ACTIVITIES
a) Answer these questions from the AtiTool forum thread:
(i) Which program does Athlon2K15 suggest using?
(ii) Which version of ATITool does Annex recommend trying?
(iii) Which graphics card does snuif09 say is not recognized?
b) From the AtiTool forum thread, extract the stretch from "I will always" through "Quasar (Nov 29, 2007)".
c) Translate this sentence from the AtiTool forum thread into Spanish: "If I wait until I see the little CCC icon, it always works."

DOCUMENT SECTION
# AtiTool+Vista x32+X1950pro=s*it



## Quasar (Nov 28, 2007)

When I start the program there is an window and there is something for kernel and other shits. And the program just doesn't work. I need only fan speed controller because this GPU is making too much noise...How can I start it properly. 10x for the advise first 
btw told like I'm an idiot because I can't speak English well and I will not understand half of the stuff


----------



## Athlon2K15 (Nov 28, 2007)

use rivatuner


----------



## Quasar (Nov 28, 2007)

I made it  dell for the thread


----------



## Annex (Nov 29, 2007)

Give 0.27 b4 a try at http://www.majorgeeks.com/ATITool_d4109.html


----------



## Kreij (Nov 29, 2007)

I will always get the Kernel driver error if I do not let CCC initialize completely (show up in the task bar). If I wait until I see the little CCC icon, it always works.

Disclaimer : On my system anyway


----------



## Quasar (Nov 29, 2007)

I found the way 10x at all...if someone wants it too just to search in the forum because I just can't find it now


----------



## snuif09 (Dec 16, 2007)

i think it sucks on vista it doesnt even reconize my 7300GT


----------

(Recorded data)
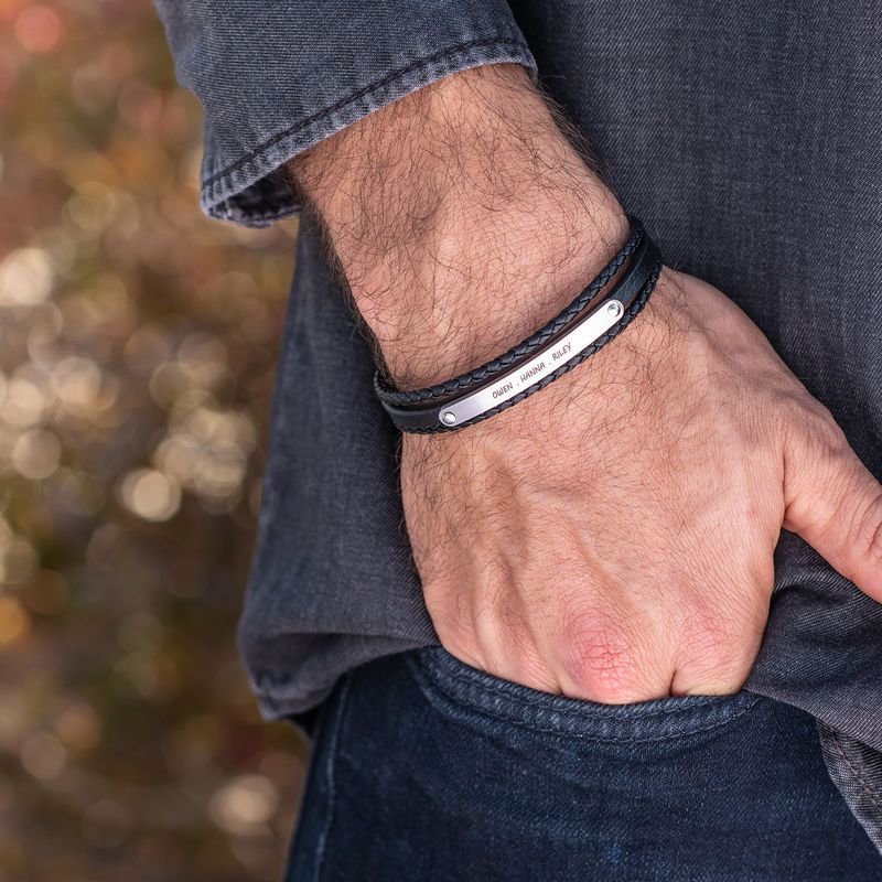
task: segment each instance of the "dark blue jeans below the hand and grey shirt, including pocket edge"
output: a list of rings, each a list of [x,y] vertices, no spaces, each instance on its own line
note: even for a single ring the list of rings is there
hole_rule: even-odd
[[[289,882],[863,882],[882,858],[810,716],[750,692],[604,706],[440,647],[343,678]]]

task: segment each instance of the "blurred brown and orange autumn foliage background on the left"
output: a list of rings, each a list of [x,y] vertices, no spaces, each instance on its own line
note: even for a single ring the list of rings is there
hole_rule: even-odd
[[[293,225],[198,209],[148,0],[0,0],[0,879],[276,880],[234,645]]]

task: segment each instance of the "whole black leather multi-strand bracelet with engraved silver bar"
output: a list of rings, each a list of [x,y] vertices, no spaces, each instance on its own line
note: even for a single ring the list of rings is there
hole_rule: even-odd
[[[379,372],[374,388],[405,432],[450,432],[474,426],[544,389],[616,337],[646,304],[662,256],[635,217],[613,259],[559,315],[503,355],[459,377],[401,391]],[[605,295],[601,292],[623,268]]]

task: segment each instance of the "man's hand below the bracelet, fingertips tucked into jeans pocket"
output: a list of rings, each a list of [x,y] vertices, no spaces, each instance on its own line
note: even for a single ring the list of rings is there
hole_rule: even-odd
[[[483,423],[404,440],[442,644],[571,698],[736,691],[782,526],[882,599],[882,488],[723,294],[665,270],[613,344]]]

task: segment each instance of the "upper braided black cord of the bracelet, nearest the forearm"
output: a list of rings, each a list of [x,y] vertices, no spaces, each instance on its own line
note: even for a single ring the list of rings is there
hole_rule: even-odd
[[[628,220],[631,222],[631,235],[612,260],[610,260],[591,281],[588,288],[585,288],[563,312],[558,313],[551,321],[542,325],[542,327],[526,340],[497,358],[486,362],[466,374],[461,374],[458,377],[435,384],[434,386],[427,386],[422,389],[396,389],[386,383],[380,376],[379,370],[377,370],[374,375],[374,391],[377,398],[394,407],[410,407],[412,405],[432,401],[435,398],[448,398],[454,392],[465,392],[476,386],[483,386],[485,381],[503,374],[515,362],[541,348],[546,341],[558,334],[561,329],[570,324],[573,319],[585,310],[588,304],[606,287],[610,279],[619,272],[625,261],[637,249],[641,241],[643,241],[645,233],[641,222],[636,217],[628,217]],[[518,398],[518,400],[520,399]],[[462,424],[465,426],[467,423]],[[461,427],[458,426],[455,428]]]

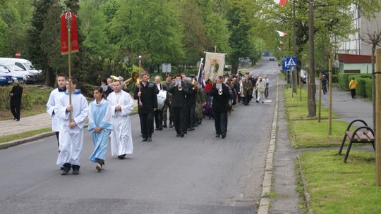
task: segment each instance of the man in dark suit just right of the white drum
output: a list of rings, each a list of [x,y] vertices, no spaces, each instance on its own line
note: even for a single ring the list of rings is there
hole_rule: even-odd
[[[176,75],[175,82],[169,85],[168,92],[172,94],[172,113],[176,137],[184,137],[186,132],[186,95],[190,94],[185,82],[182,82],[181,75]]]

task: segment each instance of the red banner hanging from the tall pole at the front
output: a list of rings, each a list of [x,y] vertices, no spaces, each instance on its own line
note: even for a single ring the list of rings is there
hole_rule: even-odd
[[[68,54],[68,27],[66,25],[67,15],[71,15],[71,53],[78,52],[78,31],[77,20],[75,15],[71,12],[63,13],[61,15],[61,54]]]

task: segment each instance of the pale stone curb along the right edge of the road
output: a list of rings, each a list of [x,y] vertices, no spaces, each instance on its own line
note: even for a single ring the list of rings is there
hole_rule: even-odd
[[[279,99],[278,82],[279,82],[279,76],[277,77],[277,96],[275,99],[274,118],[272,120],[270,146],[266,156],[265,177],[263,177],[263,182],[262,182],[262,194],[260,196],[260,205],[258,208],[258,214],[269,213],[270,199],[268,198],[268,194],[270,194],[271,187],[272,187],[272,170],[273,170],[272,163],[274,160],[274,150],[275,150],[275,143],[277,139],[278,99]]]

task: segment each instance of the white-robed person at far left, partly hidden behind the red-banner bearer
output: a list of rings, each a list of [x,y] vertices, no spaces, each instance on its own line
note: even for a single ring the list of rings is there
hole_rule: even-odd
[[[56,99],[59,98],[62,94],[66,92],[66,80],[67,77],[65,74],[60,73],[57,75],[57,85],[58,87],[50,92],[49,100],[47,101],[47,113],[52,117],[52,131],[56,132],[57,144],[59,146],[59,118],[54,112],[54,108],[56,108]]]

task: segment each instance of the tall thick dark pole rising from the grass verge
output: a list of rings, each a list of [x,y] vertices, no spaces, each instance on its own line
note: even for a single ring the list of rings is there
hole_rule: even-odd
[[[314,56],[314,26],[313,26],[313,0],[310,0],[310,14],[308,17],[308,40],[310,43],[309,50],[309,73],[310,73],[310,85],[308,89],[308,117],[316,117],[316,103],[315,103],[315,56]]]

SOLUTIONS
a)
(i) Rivatuner
(ii) 0.27 b4
(iii) 7300GT

b)
I will always get the Kernel driver error if I do not let CCC initialize completely (show up in the task bar). If I wait until I see the little CCC icon, it always works.

Disclaimer : On my system anyway


----------



## Quasar (Nov 29, 2007)

c) Si espero hasta ver el pequeño icono de CCC, siempre funciona.